#### [Task instructions]
Put the records from the line containing "Has any paved path" through the line containing "[0,273,331,330]" into a Markdown table with the columns "Row" and "Line," one line per row and blank lines skipped.

#### [Dataset records]
══════════

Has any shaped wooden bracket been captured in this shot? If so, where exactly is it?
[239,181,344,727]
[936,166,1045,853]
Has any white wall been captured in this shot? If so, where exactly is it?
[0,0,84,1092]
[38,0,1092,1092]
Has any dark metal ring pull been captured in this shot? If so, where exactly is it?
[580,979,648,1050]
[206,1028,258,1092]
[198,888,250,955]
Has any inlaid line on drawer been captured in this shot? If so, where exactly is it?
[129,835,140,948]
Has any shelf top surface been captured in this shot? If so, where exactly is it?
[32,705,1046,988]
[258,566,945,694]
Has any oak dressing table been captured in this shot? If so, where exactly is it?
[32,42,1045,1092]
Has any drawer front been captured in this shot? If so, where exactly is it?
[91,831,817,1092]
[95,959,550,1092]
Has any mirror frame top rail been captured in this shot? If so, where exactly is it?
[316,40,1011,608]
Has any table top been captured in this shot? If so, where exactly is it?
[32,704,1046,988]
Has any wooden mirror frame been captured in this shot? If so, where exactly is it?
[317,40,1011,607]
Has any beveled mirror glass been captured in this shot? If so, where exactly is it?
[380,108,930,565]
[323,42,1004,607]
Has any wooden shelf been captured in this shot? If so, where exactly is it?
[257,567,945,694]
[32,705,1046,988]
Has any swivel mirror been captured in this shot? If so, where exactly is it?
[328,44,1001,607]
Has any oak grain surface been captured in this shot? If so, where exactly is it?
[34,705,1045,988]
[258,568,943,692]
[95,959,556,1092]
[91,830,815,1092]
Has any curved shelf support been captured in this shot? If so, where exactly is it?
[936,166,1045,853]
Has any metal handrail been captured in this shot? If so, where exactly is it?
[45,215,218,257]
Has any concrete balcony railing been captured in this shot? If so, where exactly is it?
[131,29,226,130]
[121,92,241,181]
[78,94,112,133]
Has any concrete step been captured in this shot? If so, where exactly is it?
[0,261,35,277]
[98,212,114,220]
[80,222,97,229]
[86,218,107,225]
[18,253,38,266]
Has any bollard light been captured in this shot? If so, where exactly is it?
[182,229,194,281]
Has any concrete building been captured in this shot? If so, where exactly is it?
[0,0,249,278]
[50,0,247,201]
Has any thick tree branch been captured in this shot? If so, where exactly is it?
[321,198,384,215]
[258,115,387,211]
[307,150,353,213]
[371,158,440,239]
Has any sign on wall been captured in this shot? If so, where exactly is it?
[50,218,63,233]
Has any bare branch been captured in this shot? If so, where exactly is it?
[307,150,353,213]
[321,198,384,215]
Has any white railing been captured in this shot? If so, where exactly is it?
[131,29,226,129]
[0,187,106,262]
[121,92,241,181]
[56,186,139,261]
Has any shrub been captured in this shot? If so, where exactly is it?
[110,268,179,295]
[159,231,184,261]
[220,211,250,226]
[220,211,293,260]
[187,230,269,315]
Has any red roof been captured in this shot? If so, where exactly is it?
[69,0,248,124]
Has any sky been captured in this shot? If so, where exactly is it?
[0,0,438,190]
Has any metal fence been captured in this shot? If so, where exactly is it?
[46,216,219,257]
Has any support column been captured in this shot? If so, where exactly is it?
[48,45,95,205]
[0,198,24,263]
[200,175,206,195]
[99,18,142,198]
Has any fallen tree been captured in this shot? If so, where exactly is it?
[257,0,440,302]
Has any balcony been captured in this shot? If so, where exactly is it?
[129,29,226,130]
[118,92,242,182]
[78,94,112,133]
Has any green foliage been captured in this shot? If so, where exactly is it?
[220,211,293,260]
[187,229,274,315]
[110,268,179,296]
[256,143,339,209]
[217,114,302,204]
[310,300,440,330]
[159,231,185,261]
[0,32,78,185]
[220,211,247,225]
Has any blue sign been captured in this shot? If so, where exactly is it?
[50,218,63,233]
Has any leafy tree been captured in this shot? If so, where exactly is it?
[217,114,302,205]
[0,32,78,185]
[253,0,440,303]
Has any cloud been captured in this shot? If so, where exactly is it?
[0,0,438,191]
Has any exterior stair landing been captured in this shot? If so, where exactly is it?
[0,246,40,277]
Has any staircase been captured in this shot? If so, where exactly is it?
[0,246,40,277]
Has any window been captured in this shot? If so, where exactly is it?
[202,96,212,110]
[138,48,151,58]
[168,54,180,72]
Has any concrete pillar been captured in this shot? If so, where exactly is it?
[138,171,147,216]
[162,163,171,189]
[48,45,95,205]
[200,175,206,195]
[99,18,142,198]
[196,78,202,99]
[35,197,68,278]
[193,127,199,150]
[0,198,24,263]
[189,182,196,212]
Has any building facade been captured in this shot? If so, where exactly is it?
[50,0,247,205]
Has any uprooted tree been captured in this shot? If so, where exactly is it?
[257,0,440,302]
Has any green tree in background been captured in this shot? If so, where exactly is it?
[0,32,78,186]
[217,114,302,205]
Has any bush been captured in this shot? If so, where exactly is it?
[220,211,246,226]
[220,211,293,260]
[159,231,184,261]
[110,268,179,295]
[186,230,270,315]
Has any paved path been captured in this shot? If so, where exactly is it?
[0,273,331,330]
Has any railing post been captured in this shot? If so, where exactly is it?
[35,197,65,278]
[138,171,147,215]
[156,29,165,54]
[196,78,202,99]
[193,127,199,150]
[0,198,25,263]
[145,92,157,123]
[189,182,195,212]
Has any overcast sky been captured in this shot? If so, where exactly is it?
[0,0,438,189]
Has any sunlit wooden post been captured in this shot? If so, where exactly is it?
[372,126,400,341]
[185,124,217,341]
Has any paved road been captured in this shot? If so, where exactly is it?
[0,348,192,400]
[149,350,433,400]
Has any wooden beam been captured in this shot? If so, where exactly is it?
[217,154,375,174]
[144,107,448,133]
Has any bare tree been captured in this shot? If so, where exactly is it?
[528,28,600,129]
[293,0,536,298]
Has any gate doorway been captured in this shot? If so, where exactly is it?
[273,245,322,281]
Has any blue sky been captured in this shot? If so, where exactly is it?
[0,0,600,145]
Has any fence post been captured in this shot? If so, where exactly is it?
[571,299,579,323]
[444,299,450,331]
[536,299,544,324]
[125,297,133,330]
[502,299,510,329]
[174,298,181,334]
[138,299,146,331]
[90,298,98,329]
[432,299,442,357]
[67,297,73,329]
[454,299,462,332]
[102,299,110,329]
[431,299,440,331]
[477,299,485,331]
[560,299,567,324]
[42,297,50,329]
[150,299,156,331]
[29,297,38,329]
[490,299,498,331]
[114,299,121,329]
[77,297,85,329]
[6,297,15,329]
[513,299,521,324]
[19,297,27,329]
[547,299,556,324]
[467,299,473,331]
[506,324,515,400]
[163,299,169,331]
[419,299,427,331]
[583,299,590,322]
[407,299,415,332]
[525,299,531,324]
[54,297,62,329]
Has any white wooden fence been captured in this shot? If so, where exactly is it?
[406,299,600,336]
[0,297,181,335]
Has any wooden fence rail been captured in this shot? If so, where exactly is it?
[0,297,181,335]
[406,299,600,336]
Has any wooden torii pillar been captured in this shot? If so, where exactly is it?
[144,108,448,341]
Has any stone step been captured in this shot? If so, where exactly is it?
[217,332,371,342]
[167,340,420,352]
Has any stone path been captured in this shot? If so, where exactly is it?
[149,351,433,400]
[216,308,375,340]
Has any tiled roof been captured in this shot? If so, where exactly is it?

══════════

#### [Exercise solution]
| Row | Line |
|---|---|
| 1 | Has any paved path been captured in this shot? If so, where exactly is it? |
| 2 | [0,273,331,330] |